━━ Data shown

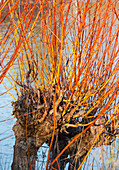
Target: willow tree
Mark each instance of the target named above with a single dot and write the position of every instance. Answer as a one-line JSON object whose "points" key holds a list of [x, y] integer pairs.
{"points": [[64, 69]]}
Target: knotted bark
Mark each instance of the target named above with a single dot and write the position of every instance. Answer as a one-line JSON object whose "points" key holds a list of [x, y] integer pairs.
{"points": [[34, 127]]}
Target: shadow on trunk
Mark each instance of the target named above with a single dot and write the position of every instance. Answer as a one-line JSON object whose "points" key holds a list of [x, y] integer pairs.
{"points": [[34, 127]]}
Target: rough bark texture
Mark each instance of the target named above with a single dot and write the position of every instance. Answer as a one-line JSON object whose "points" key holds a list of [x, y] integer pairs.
{"points": [[35, 123]]}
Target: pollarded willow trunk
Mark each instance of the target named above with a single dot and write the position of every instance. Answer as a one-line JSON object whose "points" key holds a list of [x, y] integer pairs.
{"points": [[34, 126]]}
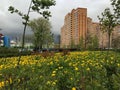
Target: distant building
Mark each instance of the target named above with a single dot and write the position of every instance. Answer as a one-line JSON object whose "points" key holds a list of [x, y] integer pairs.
{"points": [[75, 27], [78, 26]]}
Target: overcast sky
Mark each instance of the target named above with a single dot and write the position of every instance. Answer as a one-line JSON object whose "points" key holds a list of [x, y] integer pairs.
{"points": [[12, 23]]}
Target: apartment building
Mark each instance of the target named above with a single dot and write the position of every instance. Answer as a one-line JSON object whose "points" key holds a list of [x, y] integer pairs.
{"points": [[77, 25]]}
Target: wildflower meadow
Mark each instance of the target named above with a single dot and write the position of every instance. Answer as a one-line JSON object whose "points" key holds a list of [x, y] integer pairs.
{"points": [[88, 70]]}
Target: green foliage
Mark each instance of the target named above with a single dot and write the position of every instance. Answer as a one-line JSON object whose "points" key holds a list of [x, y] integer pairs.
{"points": [[40, 6], [108, 23], [81, 70], [116, 8], [11, 52], [42, 32]]}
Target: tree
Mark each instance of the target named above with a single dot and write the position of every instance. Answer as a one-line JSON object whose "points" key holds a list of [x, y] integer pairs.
{"points": [[116, 8], [116, 42], [42, 35], [39, 6], [107, 23]]}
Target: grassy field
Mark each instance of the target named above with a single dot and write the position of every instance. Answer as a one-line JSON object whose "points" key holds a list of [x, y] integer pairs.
{"points": [[86, 70]]}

━━━━

## What to produce
Set the listing down in full and exactly. Pictures within it should not appear in the copy.

## Answer to the exercise
Target: willow tree
Mark each instance of the target named above with a single dot and write the position of every instance. Answer as a one-line JSON object whose "points" key holds a list of [x, y] integer pairs.
{"points": [[64, 69]]}
Target: knotted bark
Mark each instance of the target named above with a single dot and write the position of every instance. Answer as a one-line JSON object whose "points" key holds a list of [x, y] integer pairs.
{"points": [[34, 127]]}
Target: shadow on trunk
Mark each instance of the target named above with a single dot and write the position of every instance. Answer as a one-line JSON object whose "points" key holds a list of [x, y] integer pairs.
{"points": [[34, 127]]}
Target: rough bark texture
Mark each instance of the target named above with a single dot and write the position of every instance. Answer as a one-line JSON object whose "points" key holds a list of [x, y] integer pairs.
{"points": [[35, 123]]}
Target: pollarded willow trunk
Mark each instance of the target named above with a single dot and write the position of every instance. Answer as a one-line JSON object whose "points" key holds a list of [x, y] integer pairs.
{"points": [[34, 126]]}
Target: distant building
Mark each instance of the target named above with a single dot and write the position of every instance. Answer as a one-line JSON object whose "points" key holds a list of [x, y] integer pairs.
{"points": [[75, 27], [78, 26]]}
Target: overcast sky
Mark each instance of the target named above with a single dot and write the position of every instance. Answer as a one-line JSON object whose "points" key holds a list of [x, y] integer pairs.
{"points": [[12, 23]]}
Target: apartment building
Mark each instance of the target named above with a single dot and write the position of every instance. Answer as a one-line JSON object whose "points" key holds a list of [x, y] integer pairs.
{"points": [[77, 25]]}
Target: wildflower meadow
Mark each instance of the target named above with a single dot and write the position of every instance. Answer as a one-line JSON object whose "points" key holds a list of [x, y] integer pairs.
{"points": [[88, 70]]}
Target: green foliage
Mark each instance of the target named above with a single dot and write the position of every instance. Answer as a one-line JSON object whose "points" key holds a list of [x, y] integer pairs.
{"points": [[40, 6], [108, 23], [81, 70], [116, 8], [11, 52], [42, 32]]}
Target: tree
Mark each instance of the target named above with a single dot and write the position of every instance. Answer as a one-line JSON object whose "points" key holds a list of [x, y] integer pairs.
{"points": [[116, 8], [116, 42], [42, 35], [39, 6], [107, 23]]}
Target: grassy field
Mark each instance of the target named above with a single dot and write the position of every instance. Answer as a one-line JSON object whose "points" key holds a list of [x, y] integer pairs.
{"points": [[86, 70]]}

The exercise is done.